== PASSAGE TO READ ==
--- begin ---
By Todd Brady and Steven H. Miller, CDT
Cold-formed steel framing (CFSF)—also known as ‘light-gauge’—began as a kind of alternative lumber, but after decades of positive performance it has finally come into its own. Much like wood worked by carpenters, steel studs and track can be cut and combined to create more complex shapes. Until recently, however, there has not been any real standardization of assemblies or connections. Each rough opening or other special structural element had to be detailed separately by the engineer of record (EOR). These project-specific details were not always followed by contractors, who may have ‘done it another way’ for a long time. In any case, there has been considerable variation in the quality of field assemblies.
Eventually, familiarity bred discontent, and discontent inspired innovation. New framing elements—beyond standard C-shaped studs and U-shaped tracks—are not only possible using advanced roll-forming methods, but can also be pre-engineered/pre-approved for specific needs to improve CFSF at both the design and construction phases.
Standardized, code-approved specialty elements can solve many challenges in a consistent manner with better, more reliable performance. They simplify detailing and provide a solution more likely to be properly installed by the contractor. They also speed up construction and streamline inspections, saving time and headaches. These standardized components also improve jobsite safety through less cutting, assembly, screwing, and welding.
--- end ---
== Dataset rows ==
--- begin ---
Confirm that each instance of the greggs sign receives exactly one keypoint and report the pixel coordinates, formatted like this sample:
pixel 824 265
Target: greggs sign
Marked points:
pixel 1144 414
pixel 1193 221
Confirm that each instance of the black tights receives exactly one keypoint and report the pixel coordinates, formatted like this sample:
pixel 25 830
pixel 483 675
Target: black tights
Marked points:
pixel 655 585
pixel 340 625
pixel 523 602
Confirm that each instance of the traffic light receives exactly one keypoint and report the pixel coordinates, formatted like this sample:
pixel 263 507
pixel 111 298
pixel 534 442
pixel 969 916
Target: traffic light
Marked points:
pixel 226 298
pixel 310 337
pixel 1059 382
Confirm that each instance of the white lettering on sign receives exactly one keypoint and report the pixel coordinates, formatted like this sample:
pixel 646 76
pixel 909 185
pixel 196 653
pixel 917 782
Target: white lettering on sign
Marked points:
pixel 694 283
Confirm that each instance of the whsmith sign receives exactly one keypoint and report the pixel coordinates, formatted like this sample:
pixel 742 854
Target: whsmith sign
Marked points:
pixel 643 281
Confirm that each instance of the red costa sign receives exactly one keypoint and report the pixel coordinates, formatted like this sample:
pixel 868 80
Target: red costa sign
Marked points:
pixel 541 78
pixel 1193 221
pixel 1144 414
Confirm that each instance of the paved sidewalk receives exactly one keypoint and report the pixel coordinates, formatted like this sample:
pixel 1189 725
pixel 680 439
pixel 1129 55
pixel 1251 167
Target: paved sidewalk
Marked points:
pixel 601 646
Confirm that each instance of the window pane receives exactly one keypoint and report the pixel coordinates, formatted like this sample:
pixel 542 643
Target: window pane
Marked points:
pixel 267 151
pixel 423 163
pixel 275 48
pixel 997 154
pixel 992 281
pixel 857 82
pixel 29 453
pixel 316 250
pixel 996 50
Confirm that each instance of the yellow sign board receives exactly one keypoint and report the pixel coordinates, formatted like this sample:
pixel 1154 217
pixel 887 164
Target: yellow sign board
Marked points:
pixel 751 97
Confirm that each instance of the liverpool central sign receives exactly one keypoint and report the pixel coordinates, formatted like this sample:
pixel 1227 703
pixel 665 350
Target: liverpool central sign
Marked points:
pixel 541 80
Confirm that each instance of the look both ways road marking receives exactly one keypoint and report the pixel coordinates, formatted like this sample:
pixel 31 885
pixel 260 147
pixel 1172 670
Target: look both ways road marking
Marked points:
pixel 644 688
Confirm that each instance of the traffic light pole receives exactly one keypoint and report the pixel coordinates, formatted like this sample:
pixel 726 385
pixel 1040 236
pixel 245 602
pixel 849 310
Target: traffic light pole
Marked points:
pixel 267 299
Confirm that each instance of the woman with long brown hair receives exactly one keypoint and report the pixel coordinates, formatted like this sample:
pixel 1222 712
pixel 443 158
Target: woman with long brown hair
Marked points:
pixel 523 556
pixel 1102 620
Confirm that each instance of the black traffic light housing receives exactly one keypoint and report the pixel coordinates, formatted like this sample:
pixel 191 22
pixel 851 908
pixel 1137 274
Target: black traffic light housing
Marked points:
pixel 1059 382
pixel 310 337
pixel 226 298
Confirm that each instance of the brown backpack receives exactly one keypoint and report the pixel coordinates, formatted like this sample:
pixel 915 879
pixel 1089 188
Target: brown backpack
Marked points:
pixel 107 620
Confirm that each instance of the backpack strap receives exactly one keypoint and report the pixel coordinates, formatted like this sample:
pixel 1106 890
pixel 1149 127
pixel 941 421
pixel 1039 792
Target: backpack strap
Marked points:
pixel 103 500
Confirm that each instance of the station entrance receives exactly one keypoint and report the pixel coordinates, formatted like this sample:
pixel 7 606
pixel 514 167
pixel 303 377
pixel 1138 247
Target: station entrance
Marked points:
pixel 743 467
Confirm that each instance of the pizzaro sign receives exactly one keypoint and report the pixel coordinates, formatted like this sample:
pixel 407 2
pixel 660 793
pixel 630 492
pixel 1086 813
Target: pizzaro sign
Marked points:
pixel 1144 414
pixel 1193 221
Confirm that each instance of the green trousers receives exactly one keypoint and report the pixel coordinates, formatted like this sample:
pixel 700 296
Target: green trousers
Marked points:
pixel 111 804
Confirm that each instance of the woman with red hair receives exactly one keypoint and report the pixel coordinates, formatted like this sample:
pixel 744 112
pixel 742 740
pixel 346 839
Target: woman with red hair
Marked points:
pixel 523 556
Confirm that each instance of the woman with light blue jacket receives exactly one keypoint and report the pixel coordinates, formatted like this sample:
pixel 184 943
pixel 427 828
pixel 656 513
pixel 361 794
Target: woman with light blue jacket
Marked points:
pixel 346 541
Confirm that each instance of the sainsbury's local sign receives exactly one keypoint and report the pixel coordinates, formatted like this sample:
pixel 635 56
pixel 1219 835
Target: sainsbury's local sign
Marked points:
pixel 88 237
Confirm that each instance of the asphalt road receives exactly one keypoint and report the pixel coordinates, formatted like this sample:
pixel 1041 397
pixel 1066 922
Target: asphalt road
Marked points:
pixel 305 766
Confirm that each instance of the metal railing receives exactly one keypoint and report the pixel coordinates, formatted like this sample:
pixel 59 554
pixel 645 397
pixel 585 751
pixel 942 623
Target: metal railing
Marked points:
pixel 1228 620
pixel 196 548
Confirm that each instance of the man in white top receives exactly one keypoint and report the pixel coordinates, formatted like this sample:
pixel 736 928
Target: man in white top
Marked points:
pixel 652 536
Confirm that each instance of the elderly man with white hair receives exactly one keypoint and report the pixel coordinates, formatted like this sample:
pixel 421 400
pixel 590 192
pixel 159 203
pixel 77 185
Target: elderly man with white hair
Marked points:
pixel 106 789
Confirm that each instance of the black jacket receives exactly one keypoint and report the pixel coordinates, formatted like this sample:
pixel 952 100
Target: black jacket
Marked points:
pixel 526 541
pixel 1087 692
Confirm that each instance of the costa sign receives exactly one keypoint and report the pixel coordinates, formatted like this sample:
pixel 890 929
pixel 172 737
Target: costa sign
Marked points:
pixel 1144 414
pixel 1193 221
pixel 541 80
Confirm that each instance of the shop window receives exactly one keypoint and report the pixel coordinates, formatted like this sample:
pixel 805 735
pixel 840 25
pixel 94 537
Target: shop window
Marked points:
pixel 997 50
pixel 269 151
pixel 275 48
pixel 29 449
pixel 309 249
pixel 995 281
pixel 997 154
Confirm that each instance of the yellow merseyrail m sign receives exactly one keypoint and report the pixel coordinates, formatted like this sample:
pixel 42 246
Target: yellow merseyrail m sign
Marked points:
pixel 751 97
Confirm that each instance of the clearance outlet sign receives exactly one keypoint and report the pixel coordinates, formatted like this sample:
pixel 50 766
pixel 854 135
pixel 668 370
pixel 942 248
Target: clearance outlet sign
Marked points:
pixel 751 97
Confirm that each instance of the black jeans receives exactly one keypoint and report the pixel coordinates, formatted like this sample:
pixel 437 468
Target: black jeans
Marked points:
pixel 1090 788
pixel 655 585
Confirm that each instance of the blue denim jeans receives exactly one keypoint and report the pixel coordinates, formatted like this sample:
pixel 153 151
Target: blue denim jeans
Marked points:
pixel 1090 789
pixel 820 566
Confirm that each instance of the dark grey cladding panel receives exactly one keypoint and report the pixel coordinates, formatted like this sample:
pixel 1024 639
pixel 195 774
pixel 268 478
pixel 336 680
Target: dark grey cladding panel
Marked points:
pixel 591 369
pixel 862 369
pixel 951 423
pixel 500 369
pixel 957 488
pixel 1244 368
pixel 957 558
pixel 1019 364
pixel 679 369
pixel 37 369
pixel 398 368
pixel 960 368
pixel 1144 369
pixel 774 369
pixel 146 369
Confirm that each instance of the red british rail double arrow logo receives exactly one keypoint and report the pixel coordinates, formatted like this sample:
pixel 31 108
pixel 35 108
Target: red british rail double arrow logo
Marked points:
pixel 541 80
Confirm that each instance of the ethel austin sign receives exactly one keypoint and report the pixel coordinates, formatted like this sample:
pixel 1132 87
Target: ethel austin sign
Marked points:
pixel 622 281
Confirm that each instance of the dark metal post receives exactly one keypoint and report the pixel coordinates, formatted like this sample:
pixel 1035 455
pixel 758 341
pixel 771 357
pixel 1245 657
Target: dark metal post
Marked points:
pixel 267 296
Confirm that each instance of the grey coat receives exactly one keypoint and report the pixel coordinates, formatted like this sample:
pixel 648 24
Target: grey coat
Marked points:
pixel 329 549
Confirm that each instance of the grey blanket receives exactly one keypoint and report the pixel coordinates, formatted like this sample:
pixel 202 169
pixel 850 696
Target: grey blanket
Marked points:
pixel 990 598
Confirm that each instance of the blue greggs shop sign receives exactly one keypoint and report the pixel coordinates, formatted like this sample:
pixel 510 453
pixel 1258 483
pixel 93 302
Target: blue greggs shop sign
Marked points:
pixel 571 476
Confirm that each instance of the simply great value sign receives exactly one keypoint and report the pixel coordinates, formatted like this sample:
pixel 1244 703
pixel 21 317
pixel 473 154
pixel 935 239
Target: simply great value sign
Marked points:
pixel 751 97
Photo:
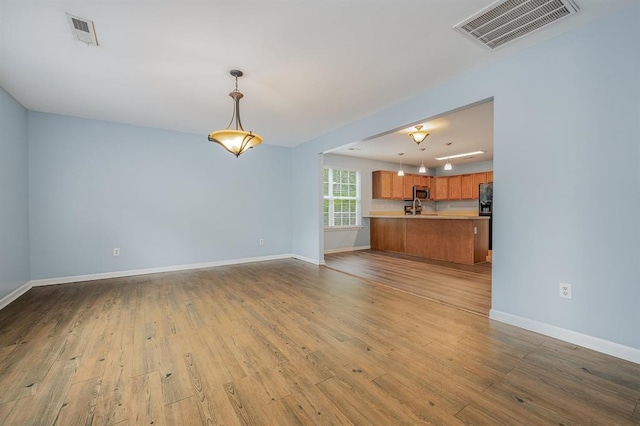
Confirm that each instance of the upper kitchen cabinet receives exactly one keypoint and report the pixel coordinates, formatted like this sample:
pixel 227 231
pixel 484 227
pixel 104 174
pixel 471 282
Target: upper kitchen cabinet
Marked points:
pixel 397 187
pixel 478 178
pixel 466 187
pixel 388 185
pixel 455 189
pixel 440 188
pixel 381 184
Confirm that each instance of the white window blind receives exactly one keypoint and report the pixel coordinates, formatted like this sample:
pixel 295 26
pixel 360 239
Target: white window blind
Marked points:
pixel 341 197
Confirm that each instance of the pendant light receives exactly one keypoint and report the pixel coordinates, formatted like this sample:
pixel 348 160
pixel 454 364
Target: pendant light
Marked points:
pixel 401 172
pixel 448 165
pixel 235 140
pixel 418 135
pixel 422 168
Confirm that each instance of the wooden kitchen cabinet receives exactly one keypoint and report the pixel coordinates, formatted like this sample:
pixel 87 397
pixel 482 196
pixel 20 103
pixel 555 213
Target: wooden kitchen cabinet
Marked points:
pixel 440 188
pixel 407 186
pixel 455 190
pixel 381 184
pixel 424 181
pixel 466 187
pixel 397 186
pixel 388 185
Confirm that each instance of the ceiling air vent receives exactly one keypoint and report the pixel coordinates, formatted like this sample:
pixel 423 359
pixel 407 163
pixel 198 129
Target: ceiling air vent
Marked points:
pixel 83 30
pixel 507 20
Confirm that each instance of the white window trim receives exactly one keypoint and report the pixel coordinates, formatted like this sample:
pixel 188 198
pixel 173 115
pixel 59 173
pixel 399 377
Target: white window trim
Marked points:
pixel 358 224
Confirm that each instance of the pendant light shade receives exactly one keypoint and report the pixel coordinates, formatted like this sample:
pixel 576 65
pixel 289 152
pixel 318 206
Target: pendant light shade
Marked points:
pixel 448 166
pixel 418 135
pixel 401 172
pixel 422 168
pixel 234 138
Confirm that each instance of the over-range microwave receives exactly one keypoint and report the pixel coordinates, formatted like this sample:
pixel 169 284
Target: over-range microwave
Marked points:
pixel 420 192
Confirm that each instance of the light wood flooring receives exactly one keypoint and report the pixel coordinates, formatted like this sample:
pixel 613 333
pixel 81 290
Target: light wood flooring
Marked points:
pixel 466 287
pixel 286 342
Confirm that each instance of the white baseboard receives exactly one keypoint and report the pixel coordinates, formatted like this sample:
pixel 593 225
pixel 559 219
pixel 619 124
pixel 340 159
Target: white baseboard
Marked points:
pixel 340 250
pixel 15 294
pixel 600 345
pixel 309 260
pixel 129 273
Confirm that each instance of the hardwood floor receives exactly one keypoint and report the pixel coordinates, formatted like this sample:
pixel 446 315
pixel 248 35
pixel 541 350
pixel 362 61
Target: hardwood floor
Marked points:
pixel 286 342
pixel 466 287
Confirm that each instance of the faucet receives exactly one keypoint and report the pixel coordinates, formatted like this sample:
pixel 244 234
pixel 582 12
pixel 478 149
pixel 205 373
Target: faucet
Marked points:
pixel 414 210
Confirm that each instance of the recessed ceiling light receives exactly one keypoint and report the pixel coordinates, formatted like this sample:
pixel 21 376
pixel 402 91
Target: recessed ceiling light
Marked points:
pixel 459 155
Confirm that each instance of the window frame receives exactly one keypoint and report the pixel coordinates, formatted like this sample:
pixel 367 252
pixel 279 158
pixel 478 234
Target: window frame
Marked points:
pixel 331 199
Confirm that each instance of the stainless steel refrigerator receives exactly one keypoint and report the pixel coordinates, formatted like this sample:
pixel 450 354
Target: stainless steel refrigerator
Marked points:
pixel 485 206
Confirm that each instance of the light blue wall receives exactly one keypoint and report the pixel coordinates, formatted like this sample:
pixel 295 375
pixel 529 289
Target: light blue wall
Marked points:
pixel 164 198
pixel 14 195
pixel 557 107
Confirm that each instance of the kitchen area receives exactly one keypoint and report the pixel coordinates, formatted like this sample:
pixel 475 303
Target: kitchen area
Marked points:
pixel 461 236
pixel 432 199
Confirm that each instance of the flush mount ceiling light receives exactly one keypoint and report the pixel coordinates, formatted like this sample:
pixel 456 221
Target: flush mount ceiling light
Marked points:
pixel 418 135
pixel 235 140
pixel 466 154
pixel 422 168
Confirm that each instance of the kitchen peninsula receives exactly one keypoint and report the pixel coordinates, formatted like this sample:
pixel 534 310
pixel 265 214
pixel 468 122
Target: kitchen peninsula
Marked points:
pixel 459 239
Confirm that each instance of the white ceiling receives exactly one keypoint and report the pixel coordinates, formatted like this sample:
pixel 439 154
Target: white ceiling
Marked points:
pixel 310 66
pixel 463 131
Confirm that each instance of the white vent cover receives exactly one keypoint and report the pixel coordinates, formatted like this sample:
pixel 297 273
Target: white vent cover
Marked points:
pixel 83 30
pixel 507 20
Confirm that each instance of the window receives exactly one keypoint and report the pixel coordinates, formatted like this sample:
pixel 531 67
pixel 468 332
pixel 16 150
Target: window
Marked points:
pixel 341 197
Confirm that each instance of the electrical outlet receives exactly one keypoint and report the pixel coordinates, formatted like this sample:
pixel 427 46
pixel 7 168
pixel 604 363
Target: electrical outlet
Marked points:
pixel 565 290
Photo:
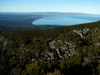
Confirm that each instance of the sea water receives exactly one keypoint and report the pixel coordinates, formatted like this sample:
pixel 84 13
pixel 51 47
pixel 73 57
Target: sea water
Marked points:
pixel 67 20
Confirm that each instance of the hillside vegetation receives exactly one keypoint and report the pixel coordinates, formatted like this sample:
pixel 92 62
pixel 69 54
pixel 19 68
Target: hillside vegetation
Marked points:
pixel 67 50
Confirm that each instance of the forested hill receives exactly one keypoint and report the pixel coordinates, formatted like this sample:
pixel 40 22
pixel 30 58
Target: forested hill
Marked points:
pixel 67 50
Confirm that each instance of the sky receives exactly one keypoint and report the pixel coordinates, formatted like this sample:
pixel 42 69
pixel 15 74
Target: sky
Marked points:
pixel 77 6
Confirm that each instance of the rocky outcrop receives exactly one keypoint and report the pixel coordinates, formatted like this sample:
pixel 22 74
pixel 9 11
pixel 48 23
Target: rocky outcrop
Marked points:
pixel 82 33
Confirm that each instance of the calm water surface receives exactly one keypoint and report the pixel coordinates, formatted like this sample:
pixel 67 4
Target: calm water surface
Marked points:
pixel 67 20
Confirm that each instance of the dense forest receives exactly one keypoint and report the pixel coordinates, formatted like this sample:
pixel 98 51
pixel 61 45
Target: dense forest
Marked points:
pixel 67 50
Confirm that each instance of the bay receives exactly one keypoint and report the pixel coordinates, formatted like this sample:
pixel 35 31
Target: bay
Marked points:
pixel 67 20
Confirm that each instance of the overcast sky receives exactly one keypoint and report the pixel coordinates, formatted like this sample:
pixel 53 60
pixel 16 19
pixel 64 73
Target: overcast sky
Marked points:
pixel 79 6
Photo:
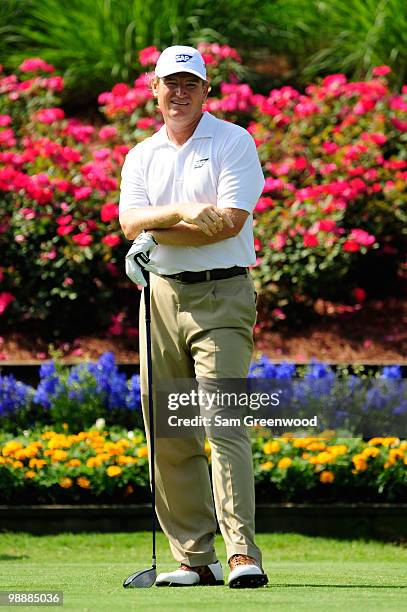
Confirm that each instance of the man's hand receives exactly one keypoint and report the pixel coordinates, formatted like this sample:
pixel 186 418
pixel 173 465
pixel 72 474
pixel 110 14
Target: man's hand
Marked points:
pixel 208 218
pixel 138 258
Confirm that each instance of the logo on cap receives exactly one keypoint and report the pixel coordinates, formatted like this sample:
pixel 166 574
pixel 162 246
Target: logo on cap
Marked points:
pixel 181 57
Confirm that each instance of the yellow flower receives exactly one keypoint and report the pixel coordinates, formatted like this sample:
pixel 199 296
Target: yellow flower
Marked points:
pixel 390 441
pixel 65 483
pixel 271 447
pixel 125 460
pixel 396 453
pixel 113 470
pixel 326 476
pixel 38 463
pixel 324 457
pixel 284 463
pixel 316 446
pixel 59 455
pixel 83 482
pixel 359 462
pixel 337 449
pixel 11 447
pixel 370 451
pixel 29 451
pixel 375 441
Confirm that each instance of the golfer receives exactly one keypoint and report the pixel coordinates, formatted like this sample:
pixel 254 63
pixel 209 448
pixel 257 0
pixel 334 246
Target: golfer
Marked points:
pixel 187 196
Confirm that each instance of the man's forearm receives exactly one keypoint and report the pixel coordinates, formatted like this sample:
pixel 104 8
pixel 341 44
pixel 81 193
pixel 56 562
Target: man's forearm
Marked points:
pixel 185 234
pixel 135 220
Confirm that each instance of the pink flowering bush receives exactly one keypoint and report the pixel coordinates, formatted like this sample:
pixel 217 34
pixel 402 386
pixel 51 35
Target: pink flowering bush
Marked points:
pixel 330 221
pixel 59 234
pixel 328 225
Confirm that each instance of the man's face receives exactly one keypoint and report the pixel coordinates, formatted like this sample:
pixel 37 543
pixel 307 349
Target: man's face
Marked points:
pixel 180 96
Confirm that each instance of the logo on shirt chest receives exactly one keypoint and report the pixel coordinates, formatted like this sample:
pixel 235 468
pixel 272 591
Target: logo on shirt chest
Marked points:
pixel 200 162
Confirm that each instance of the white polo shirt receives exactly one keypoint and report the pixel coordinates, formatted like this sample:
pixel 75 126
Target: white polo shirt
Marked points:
pixel 218 165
--- end ---
== PROBLEMS TO WORK ON ==
[1] Reproduce the stretch of the steel framing article from "By Todd Brady" through "of field assemblies.", word for word.
[2] Please repeat the records verbatim, the stretch from the line that contains "Confirm that each instance of the faucet" through the line that contains "pixel 331 199".

== RESPONSES PER TASK ==
[1]
By Todd Brady and Steven H. Miller, CDT
Cold-formed steel framing (CFSF)—also known as ‘light-gauge’—began as a kind of alternative lumber, but after decades of positive performance it has finally come into its own. Much like wood worked by carpenters, steel studs and track can be cut and combined to create more complex shapes. Until recently, however, there has not been any real standardization of assemblies or connections. Each rough opening or other special structural element had to be detailed separately by the engineer of record (EOR). These project-specific details were not always followed by contractors, who may have ‘done it another way’ for a long time. In any case, there has been considerable variation in the quality of field assemblies.

[2]
Confirm that each instance of the faucet receives exactly one keypoint and report the pixel coordinates, formatted like this sample:
pixel 244 234
pixel 582 12
pixel 478 149
pixel 205 373
Target: faucet
Marked points:
pixel 414 210
Confirm that each instance of the recessed ceiling light receives exactly one keypoint and report the pixel coordinates, formatted like this sample:
pixel 21 376
pixel 402 91
Target: recessed ceiling light
Marked points:
pixel 459 155
Confirm that each instance of the window frame receives exactly one keypoint and report the pixel coordinates, formatted like this sample:
pixel 367 252
pixel 279 158
pixel 478 234
Target: window frame
Marked points:
pixel 331 199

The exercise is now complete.